** Start Input data **

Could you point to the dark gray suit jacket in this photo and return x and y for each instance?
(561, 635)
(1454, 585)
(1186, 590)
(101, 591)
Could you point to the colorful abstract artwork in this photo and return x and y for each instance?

** End Input data **
** Start Input data **

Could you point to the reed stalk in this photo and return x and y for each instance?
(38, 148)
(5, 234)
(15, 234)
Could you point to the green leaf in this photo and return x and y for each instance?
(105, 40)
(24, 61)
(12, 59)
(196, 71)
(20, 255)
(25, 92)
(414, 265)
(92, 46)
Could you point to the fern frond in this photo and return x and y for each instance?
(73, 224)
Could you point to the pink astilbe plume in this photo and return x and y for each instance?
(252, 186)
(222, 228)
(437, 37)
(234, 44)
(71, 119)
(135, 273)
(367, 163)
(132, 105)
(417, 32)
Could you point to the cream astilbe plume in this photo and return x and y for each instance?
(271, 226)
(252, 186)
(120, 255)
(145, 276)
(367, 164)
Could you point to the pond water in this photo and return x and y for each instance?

** End Input data **

**Work to complete**
Which lines in the data above contain the word "Could"? List each of them in full.

**Answer to the exercise**
Could you point to the dark gray suit jacket in this photo and return x and y for each instance?
Could you point to the colorful abstract artwork in this photo and return x and y for each instance?
Could you point to the reed stalk in this photo and return x and y for each instance?
Could you point to the green leaf in this photo and return x and y for each instance?
Could you point to the fern frond in this photo and return x and y for each instance?
Could you point to the pink astilbe plume in this photo and return x and y for each instance?
Could you point to the cream astilbe plume in this photo and return x and y for each instance?
Could you point to the pond water in this photo and return x and y for each instance?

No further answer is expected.